= Description of the task =
Reproduce every one of the records below verbatim, line for line.

======== Provided records

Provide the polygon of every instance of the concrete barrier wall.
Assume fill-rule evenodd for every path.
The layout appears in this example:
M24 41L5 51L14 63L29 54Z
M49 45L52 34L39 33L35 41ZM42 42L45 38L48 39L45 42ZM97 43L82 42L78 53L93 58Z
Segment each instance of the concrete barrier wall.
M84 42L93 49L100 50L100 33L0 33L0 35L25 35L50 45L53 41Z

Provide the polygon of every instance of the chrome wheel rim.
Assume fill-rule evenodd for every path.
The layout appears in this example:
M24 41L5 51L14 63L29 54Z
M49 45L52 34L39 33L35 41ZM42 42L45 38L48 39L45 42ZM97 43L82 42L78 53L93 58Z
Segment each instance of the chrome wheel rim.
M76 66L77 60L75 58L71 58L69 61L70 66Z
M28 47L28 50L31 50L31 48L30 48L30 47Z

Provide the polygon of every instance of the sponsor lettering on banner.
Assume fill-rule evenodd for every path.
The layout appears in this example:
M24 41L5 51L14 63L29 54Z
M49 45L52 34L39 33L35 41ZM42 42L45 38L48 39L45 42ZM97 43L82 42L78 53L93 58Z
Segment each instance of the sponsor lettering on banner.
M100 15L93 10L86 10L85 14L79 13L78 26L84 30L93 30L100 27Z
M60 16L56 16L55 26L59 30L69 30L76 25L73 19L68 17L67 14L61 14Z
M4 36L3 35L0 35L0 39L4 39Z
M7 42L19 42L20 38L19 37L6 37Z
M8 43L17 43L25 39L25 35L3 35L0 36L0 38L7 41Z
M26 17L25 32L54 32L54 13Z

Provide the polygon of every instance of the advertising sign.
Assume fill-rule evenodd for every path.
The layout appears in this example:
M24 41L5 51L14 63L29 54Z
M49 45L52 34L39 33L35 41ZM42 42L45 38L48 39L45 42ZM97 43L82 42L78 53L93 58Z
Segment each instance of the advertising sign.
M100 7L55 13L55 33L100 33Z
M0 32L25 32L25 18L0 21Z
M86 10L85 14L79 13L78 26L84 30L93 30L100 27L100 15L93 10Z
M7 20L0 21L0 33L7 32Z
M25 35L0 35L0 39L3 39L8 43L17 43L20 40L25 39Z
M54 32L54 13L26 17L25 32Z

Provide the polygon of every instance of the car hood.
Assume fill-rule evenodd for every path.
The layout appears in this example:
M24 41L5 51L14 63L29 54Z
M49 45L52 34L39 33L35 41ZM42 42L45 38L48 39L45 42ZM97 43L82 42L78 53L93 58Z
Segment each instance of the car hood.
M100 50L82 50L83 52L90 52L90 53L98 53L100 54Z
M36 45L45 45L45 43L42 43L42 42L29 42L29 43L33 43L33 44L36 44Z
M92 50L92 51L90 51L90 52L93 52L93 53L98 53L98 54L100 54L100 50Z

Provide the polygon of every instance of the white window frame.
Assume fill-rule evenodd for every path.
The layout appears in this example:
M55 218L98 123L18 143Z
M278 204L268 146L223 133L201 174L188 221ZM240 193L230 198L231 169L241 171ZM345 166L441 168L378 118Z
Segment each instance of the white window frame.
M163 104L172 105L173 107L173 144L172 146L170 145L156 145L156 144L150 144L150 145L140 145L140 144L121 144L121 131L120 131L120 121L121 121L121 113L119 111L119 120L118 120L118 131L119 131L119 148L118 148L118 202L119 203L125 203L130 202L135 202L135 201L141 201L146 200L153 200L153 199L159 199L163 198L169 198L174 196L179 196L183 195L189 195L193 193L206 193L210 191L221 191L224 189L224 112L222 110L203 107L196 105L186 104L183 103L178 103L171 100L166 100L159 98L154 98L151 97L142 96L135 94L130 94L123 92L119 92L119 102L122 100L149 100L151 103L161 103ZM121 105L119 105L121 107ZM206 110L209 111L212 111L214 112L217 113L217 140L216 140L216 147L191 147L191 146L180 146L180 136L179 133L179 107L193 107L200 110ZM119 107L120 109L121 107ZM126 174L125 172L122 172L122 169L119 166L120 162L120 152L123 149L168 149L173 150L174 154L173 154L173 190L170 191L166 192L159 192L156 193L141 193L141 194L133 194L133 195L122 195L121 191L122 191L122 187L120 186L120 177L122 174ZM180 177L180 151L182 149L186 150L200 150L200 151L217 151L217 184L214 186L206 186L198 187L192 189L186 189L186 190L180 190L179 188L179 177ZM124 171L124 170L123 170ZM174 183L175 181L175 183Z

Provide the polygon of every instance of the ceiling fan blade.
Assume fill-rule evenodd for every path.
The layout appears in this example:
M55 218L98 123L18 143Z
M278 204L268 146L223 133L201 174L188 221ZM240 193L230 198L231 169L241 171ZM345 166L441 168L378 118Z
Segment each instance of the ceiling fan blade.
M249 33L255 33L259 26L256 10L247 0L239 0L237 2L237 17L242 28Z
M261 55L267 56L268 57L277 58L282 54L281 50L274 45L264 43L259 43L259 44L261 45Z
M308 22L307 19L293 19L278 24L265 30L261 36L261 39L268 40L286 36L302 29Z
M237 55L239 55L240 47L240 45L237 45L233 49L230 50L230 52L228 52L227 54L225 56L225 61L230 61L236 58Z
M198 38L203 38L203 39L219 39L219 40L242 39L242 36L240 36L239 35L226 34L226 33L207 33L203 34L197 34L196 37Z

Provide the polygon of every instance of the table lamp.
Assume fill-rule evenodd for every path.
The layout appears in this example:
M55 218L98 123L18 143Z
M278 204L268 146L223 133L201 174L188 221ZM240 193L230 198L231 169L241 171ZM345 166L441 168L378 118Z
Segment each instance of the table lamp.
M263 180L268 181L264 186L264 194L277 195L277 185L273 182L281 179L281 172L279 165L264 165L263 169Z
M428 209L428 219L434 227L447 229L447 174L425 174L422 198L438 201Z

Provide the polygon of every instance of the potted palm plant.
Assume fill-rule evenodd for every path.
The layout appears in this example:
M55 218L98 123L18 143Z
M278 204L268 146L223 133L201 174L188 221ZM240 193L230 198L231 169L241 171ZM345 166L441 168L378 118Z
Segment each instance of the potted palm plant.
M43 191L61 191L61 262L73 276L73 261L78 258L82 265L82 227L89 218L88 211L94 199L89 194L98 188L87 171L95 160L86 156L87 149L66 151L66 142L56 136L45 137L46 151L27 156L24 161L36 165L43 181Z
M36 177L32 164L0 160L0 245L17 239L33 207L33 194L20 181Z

================

= Answer to this problem =
Provide the polygon of every instance of the concrete barrier wall.
Assume fill-rule evenodd for every path.
The layout appears in this example:
M24 41L5 51L14 63L29 54Z
M49 45L52 34L39 33L35 41ZM42 42L45 38L48 39L45 42ZM97 43L82 42L78 53L93 58Z
Segment each instance of the concrete barrier wall.
M84 42L93 49L100 50L100 33L0 33L0 35L25 35L50 45L53 41Z

Provide the polygon of every instance of the chrome wheel rim.
Assume fill-rule evenodd for every path.
The layout appears in this example:
M24 41L5 51L14 63L29 54Z
M49 45L52 34L39 33L35 41ZM42 42L45 38L48 39L45 42ZM97 43L82 42L78 53L93 58Z
Segment each instance of the chrome wheel rim.
M76 66L77 60L75 58L71 58L69 61L70 66Z
M28 47L28 50L31 50L31 48L30 48L30 47Z

Provide the polygon of every instance of the sponsor lettering on banner.
Assume fill-rule evenodd for every path.
The layout appears in this example:
M24 41L5 51L14 63L29 54Z
M49 45L52 34L39 33L35 41ZM42 42L45 38L48 39L45 42ZM97 43L82 42L78 53L93 58Z
Segment each instance of the sponsor lettering on banner.
M100 15L93 10L86 10L85 14L79 13L78 26L84 30L93 30L100 27Z
M60 16L56 16L55 26L59 30L69 30L76 25L73 19L68 17L67 14L61 14Z
M4 36L3 35L0 35L0 39L4 39Z
M7 42L19 42L20 38L19 37L6 37Z
M8 43L17 43L25 39L25 35L3 35L0 36L0 38L7 41Z
M26 17L25 32L54 32L54 13Z

Provide the polygon of every instance of the advertising sign.
Assume fill-rule evenodd for every path.
The layout appears in this example:
M24 41L5 51L14 63L29 54Z
M49 45L52 34L39 33L35 41ZM42 42L45 38L48 39L45 42ZM97 43L82 42L78 53L93 58Z
Segment each instance of the advertising sign.
M100 7L55 13L55 33L100 33Z
M0 32L25 32L25 18L0 21Z
M86 10L85 14L79 13L78 26L84 30L93 30L100 27L100 15L93 10Z
M7 20L0 21L0 33L7 32Z
M25 35L0 35L0 39L3 39L8 43L17 43L20 40L25 39Z
M54 32L54 13L26 17L25 32Z

Provide the polygon of every instance of the car hood.
Assume fill-rule evenodd for every path.
The layout appears in this example:
M24 41L5 51L14 63L29 54Z
M49 45L52 34L39 33L35 41ZM42 42L45 38L48 39L45 42ZM97 43L82 42L78 53L93 58Z
Segment each instance of the car hood.
M100 50L82 50L83 52L90 52L90 53L98 53L100 54Z
M36 45L45 45L45 43L42 43L42 42L29 42L29 43L33 43L33 44L36 44Z
M92 50L92 51L90 51L90 52L93 52L93 53L98 53L98 54L100 54L100 50Z

Provide the polygon of every instance of the white window frame.
Assume fill-rule evenodd for every path.
The layout appears in this example:
M55 218L98 123L18 143Z
M278 204L268 146L223 133L201 174L188 221ZM240 193L230 198L231 169L241 171ZM345 166L441 168L378 118Z
Segment each instance of the white window frame.
M163 104L172 105L173 107L173 144L172 146L170 145L156 145L156 144L150 144L150 145L140 145L140 144L121 144L121 131L120 131L120 121L121 121L121 113L119 111L119 120L118 120L118 131L119 131L119 148L118 148L118 202L119 203L125 203L130 202L135 202L135 201L141 201L146 200L153 200L153 199L159 199L163 198L169 198L174 196L179 196L183 195L189 195L193 193L206 193L210 191L221 191L224 189L224 112L222 110L203 107L196 105L186 104L183 103L178 103L171 100L166 100L159 98L154 98L151 97L142 96L135 94L130 94L123 92L119 92L119 102L122 100L149 100L151 103L161 103ZM121 105L119 105L121 107ZM206 110L209 111L212 111L214 112L217 113L217 140L216 140L216 147L191 147L191 146L180 146L180 136L179 133L179 107L193 107L200 110ZM119 107L120 109L121 107ZM126 174L125 172L122 172L122 169L119 166L120 162L120 152L123 149L168 149L173 150L174 154L173 154L173 190L170 191L166 192L159 192L156 193L141 193L141 194L133 194L133 195L122 195L121 191L122 191L122 187L120 186L120 177L122 174ZM180 177L180 151L182 149L186 150L200 150L200 151L217 151L217 184L214 186L206 186L198 187L192 189L186 189L186 190L180 190L179 188L179 177ZM124 171L124 170L123 170ZM174 183L175 181L175 183Z

Provide the polygon of every instance of the ceiling fan blade.
Assume fill-rule evenodd for every path.
The layout appears in this example:
M55 218L98 123L18 143Z
M278 204L268 146L223 133L201 174L188 221ZM240 193L230 198L231 169L241 171ZM345 166L441 168L378 118Z
Segment each instance of the ceiling fan blade.
M249 33L255 33L259 26L256 10L247 0L239 0L237 2L237 17L242 28Z
M261 55L267 56L268 57L277 58L282 54L281 50L274 45L264 43L259 43L259 44L261 45Z
M308 22L307 19L293 19L278 24L265 30L261 36L261 39L268 40L286 36L302 29Z
M237 55L239 55L240 47L240 45L237 45L233 49L230 50L230 52L228 52L227 54L225 56L225 61L230 61L236 58Z
M198 38L203 38L203 39L219 39L219 40L242 39L242 36L240 36L239 35L226 34L226 33L207 33L203 34L197 34L196 37Z

Provide the polygon of every instance of the table lamp.
Assume fill-rule evenodd for every path.
The layout appears in this example:
M55 218L98 123L18 143Z
M278 204L268 146L223 133L201 174L188 221ZM240 193L230 198L231 169L241 171ZM345 166L441 168L378 118Z
Segment each instance of the table lamp.
M263 180L268 181L264 186L264 194L277 195L277 185L273 182L281 179L281 172L279 165L264 165L263 169Z
M428 209L428 219L434 227L447 229L447 174L425 174L422 198L438 201Z

Provide the polygon of every instance of the potted palm plant.
Assume fill-rule evenodd for every path.
The layout appears in this example:
M55 218L98 123L18 143Z
M278 204L268 146L223 133L201 174L188 221ZM240 193L230 198L231 169L241 171ZM345 166L441 168L378 118Z
Segment each instance of the potted palm plant.
M43 191L61 191L61 262L73 276L73 261L78 258L82 265L82 227L89 218L88 211L94 199L89 194L98 188L87 171L95 160L86 156L87 149L66 151L66 142L56 136L45 137L46 151L27 156L24 161L36 165L43 181Z
M36 177L32 164L0 160L0 245L17 239L33 207L33 194L20 181Z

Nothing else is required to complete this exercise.